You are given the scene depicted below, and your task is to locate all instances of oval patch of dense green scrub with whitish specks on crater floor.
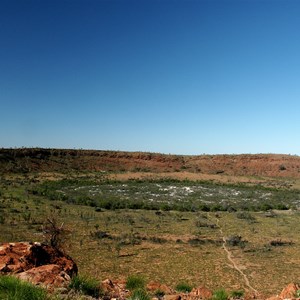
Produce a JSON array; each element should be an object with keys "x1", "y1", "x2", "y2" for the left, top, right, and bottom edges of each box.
[{"x1": 28, "y1": 178, "x2": 300, "y2": 213}]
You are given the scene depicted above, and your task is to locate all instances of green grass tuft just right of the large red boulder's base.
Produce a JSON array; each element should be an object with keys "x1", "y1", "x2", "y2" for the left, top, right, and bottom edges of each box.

*WHAT THE EXERCISE ASKS*
Restate the entire listing word for word, excluding pictures.

*TASK OUTPUT*
You are given the scene depicted below, and your task is to locate all instances of oval patch of dense green scrub with whitish specks on crater floor.
Produce a JSON array; each element should be an object with keys "x1", "y1", "x2", "y2" for the left, top, right, and bottom edges of each box.
[{"x1": 28, "y1": 178, "x2": 300, "y2": 213}]
You are given the scene depicted above, and your task is to locate all instances of green grass tuft just right of the large red boulder's base.
Produce a JSON array; each element should be an object with keys "x1", "y1", "x2", "y2" for the left, top, right, and bottom edges of each box.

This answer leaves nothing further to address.